Could you repeat word for word the part of the college reunion passage below from "It’s not easy" to "get there. Next!"?

* **SUPPLIED PASSAGE**
╔══
Nicola here! Last weekend we met up with some of our college friends for our annual reunion. This was the 27th year we have done this. We started small – ten of us having dinner together in a rented flat in London in 1986. (Here we all are in the picture - I hope my friends will forgive me!) As time passed and we became a little more prosperous we met in various country house hotels where someone else cooked the dinner for us. Then some members of the group got married, some had children and we wanted to bring partners and kids along so we moved the location to old coaching inns in towns and cities where there was plenty to occupy the children. Then it all changed again. About six years ago we decided to go back to catering for ourselves and we took it in turns to book houses that could accommodate up to twenty-four people. This year it was my turn to arrange the weekend and I knew exactly where I wanted us to go – somewhere historic.
It’s not easy to arrange accommodation for twenty-four when you’re looking for a fair degree of comfort. You also need a degree in mathematics simply to work out which rooms can accommodate which combination of families. It’s even more difficult to find somewhere old that will accommodate twenty-four people and not cost the earth. I looked at various splendid stately homes. One, in Somerset, was a 13th century manor house. It sounded fabulous but it cost £11 000 for the weekend. There was plenty of choice in Scotland and at a very reasonable price. The problem was that it would take us all weekend simply to get there. Next!
╚══
* **SOURCE DATA**
╔══
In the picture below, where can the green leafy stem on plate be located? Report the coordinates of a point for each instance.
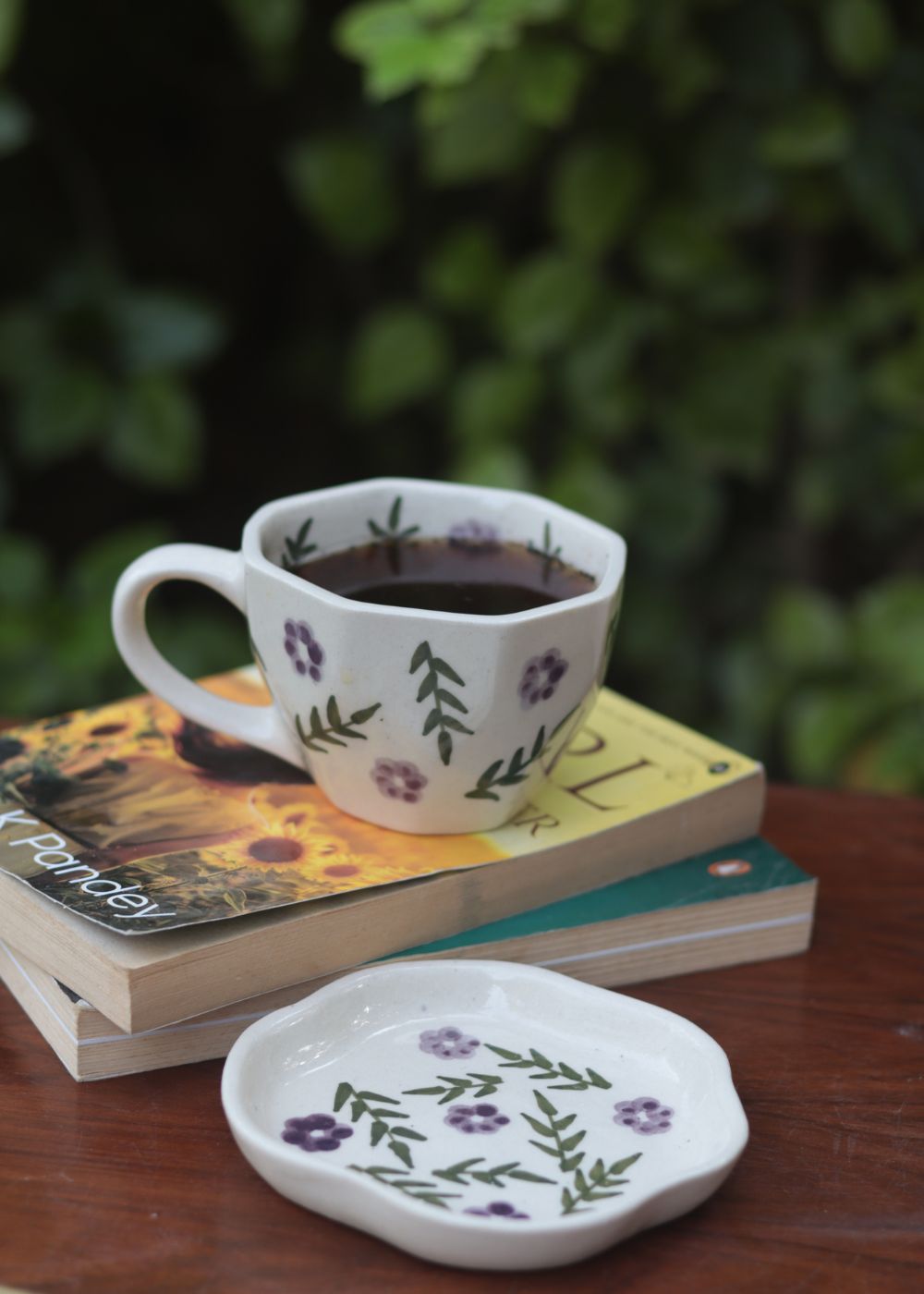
╚══
* **FINISHED EXERCISE**
It’s not easy to arrange accommodation for twenty-four when you’re looking for a fair degree of comfort. You also need a degree in mathematics simply to work out which rooms can accommodate which combination of families. It’s even more difficult to find somewhere old that will accommodate twenty-four people and not cost the earth. I looked at various splendid stately homes. One, in Somerset, was a 13th century manor house. It sounded fabulous but it cost £11 000 for the weekend. There was plenty of choice in Scotland and at a very reasonable price. The problem was that it would take us all weekend simply to get there. Next!